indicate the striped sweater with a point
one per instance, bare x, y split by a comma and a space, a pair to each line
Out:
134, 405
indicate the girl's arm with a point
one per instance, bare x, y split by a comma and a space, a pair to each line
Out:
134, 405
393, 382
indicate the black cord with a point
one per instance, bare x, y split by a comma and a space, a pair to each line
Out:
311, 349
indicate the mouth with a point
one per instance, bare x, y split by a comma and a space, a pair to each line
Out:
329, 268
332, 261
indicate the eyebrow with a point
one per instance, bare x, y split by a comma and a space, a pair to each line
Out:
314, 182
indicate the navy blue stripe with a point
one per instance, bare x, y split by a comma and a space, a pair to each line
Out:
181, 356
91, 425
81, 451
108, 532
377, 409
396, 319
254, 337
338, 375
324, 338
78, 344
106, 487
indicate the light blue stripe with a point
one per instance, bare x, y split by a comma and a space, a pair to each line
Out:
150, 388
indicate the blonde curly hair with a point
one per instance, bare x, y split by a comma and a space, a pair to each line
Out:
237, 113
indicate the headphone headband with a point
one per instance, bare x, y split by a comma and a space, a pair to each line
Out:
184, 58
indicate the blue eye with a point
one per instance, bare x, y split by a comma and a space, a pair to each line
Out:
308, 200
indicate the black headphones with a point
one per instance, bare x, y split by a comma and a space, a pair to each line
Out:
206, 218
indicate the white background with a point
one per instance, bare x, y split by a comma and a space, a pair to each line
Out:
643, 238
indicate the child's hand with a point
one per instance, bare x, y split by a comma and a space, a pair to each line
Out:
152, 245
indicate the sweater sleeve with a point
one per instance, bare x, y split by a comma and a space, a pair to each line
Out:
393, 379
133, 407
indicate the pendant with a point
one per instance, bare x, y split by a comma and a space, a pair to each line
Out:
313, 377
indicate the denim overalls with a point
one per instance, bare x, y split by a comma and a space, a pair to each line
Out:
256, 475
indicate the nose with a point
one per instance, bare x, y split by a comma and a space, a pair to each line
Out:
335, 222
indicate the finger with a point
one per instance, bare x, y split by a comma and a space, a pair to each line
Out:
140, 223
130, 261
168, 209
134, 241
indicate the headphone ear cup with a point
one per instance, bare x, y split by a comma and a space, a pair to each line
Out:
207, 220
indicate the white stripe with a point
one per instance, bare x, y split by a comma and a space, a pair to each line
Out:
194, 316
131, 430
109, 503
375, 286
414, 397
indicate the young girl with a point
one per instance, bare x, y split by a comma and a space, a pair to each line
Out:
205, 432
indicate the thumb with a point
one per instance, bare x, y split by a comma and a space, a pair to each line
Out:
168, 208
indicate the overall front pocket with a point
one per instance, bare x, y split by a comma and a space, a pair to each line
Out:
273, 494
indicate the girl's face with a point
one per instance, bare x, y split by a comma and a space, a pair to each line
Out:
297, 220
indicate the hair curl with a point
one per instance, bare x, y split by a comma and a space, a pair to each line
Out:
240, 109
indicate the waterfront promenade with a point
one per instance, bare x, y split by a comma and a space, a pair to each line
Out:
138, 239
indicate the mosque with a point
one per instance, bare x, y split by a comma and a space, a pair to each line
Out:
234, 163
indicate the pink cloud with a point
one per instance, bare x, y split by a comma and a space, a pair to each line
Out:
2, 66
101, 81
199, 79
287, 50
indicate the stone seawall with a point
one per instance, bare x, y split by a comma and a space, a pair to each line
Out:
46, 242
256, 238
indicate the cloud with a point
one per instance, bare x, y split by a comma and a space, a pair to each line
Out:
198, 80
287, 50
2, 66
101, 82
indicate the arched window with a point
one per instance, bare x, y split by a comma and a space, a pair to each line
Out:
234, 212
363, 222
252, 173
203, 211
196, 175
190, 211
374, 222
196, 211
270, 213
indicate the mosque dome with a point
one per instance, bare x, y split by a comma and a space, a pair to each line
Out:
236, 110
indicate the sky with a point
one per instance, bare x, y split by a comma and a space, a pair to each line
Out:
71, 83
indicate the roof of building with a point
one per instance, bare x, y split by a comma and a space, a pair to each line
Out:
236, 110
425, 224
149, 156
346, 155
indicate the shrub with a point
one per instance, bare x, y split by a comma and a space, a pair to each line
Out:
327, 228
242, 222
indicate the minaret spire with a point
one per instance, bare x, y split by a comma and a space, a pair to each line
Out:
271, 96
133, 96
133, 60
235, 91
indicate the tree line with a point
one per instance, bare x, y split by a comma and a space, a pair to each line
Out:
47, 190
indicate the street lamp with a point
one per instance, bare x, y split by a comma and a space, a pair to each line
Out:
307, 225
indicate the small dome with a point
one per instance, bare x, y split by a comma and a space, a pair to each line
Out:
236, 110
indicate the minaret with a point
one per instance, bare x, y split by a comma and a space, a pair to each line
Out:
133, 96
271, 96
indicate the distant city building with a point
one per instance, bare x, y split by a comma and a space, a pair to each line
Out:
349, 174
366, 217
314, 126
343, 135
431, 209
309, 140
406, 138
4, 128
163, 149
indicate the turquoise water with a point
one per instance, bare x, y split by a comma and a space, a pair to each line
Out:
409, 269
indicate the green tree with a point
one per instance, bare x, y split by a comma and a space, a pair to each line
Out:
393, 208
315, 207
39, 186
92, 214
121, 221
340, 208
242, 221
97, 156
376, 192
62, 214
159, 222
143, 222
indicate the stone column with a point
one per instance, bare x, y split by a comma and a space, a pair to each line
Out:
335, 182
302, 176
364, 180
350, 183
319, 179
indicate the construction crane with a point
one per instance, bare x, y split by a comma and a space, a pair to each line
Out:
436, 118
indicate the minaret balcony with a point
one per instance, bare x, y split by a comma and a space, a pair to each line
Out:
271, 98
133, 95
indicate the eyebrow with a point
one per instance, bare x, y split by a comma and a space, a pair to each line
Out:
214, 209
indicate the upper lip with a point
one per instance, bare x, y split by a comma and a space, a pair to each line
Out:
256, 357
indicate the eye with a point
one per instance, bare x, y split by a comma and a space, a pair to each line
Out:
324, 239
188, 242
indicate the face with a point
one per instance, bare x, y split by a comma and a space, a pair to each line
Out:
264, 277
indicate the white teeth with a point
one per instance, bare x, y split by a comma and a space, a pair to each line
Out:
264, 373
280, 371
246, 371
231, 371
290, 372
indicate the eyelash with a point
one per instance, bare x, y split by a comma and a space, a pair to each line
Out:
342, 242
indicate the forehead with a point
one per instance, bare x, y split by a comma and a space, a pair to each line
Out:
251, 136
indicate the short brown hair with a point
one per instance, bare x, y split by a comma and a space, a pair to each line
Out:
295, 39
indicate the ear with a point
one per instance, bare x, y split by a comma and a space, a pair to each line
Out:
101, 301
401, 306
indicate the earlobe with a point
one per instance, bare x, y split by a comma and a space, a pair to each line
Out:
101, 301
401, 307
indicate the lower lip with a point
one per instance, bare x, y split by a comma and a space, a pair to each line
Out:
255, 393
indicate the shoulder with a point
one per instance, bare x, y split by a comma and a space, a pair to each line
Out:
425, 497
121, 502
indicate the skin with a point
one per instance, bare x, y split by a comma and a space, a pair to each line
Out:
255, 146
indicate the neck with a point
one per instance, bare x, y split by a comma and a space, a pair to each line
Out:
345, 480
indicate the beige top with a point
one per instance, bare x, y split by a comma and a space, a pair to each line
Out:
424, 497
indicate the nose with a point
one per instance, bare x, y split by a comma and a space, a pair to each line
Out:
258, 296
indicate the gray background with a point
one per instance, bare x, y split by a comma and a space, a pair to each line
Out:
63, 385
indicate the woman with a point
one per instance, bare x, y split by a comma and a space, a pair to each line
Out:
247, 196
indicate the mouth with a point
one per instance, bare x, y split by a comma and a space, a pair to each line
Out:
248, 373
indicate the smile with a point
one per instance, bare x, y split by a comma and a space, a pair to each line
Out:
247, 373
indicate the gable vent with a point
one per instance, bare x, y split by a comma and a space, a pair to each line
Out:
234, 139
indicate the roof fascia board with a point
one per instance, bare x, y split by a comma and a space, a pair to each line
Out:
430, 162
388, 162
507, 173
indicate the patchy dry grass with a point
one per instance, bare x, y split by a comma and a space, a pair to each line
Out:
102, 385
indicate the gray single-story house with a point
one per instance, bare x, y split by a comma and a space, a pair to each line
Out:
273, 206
━━━━━━
Could you quote, exactly as they appear, the line containing "indicate the smile with a point" and every line after it to the end of the records above?

indicate the smile with a point
one per instance, bare x, y split by a comma and a space, a pair to each line
Out:
247, 373
indicate the gable vent with a point
one per instance, bare x, y split by a comma and a space, a pair to each line
Out:
234, 139
indicate the roof fascia board with a point
one per instance, bare x, y split by a comma and a space, a pair to each line
Out:
430, 162
388, 162
507, 173
indicate the patchy dry grass with a point
one per instance, bare x, y split by a comma and a space, a pair to each line
Out:
102, 385
indicate the gray single-story house with a point
one per instance, bare x, y split by a comma and a space, a pair to each line
Out:
273, 206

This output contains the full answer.